Exercise brief → Edit the entries below so that "measured from the top-left corner" reads "measured from the upper-left corner" wherever it occurs, leaving everything else unchanged. Omit the pictures from your answer.
■ ■ ■ ■ ■
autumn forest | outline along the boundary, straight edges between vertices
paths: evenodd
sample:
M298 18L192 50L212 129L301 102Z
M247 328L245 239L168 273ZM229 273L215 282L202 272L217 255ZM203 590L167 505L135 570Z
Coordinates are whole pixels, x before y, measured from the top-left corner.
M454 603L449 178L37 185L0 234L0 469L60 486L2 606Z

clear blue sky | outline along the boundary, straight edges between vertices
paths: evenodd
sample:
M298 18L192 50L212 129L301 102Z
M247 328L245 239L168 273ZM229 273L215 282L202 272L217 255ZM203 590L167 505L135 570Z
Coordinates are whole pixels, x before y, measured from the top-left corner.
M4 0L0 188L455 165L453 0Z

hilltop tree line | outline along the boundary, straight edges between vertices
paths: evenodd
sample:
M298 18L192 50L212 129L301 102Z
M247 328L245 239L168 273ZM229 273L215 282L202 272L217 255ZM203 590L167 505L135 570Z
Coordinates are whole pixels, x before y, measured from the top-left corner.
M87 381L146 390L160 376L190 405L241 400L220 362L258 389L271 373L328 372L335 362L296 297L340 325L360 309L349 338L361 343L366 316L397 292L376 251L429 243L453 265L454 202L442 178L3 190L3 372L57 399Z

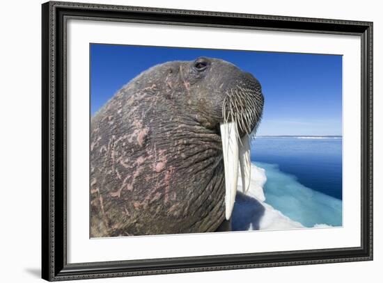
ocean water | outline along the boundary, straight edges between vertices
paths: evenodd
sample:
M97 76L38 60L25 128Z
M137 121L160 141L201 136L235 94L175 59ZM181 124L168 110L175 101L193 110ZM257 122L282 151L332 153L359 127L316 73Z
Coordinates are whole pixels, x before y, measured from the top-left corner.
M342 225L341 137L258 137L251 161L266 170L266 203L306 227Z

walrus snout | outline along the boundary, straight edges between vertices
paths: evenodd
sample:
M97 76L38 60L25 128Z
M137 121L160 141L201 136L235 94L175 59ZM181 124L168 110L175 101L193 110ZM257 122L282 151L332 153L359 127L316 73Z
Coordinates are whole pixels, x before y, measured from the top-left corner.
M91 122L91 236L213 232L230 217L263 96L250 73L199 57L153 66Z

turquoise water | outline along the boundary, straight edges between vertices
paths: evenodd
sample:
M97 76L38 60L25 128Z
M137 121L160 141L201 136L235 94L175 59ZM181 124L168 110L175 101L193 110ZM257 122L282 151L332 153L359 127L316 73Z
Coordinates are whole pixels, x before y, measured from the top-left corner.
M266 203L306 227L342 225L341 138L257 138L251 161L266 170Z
■ ■ ■ ■ ■
Full response →
autumn forest | outline along the boundary, straight edges between vertices
paths: evenodd
sample:
M298 18L192 50L212 129L301 102Z
M247 328L245 239L168 273ZM229 273L215 282L202 272L217 255ZM203 590L167 505L135 570Z
Coordinates are whole pixels, x before y, measured from the upper-left corner.
M454 603L449 178L37 185L0 234L0 469L60 486L2 606Z

clear blue sky | outline along the boundary, straight edges between vertices
paths: evenodd
sample:
M298 18L192 50L212 129L301 102Z
M247 328L245 239L168 273ZM229 273L215 282L202 272L217 255ZM203 590L167 505L135 570Z
Coordinates are whole pixels, x before y, measured from the upper-left corner.
M4 0L0 188L455 165L453 0Z

hilltop tree line | outline along the boundary, straight edges between vertices
paths: evenodd
sample:
M298 18L192 50L212 129L301 102Z
M247 328L245 239L168 273ZM229 273L215 282L202 272L217 255ZM203 590L167 505L135 570Z
Coordinates are whole pixels, x before y, measured from the upper-left corner.
M87 381L146 390L160 376L190 405L241 400L220 362L258 389L271 373L328 372L335 362L296 297L340 325L360 309L349 338L361 343L366 316L397 292L376 251L429 243L453 265L454 202L442 178L3 190L3 372L57 399Z

ocean water | outline along the boundary, straight edges between vertices
paths: evenodd
sample:
M97 76L38 60L25 128Z
M137 121L160 141L201 136L235 94L175 59ZM181 124L168 110L175 101L193 110ZM257 122L282 151L332 153L359 127L316 73Z
Coordinates are whole pixels, x before y, measured from the upper-left corner.
M342 225L341 137L258 137L251 161L266 170L266 203L306 227Z

walrus snout | outline along the boundary, straight edges between vertices
paths: evenodd
sample:
M97 76L38 60L25 128Z
M137 121L160 141L201 136L235 94L175 59ZM181 124L168 110L175 101L193 110ZM257 122L282 151L332 153L359 127L316 73Z
Coordinates are whole pixels, x before y, measured from the upper-left corner.
M91 122L91 236L213 232L230 217L263 96L250 73L199 57L153 66Z

turquoise water | outline along the boundary, straight edges between vertices
paths: evenodd
sample:
M97 76L38 60L25 128Z
M137 121L160 141L201 136L235 94L175 59ZM181 124L168 110L175 101L193 110ZM257 122L282 151L332 153L359 127L316 73Z
Coordinates are whole pixels, x before y, measured from the upper-left corner.
M266 203L306 227L342 225L341 138L257 138L251 161L266 170Z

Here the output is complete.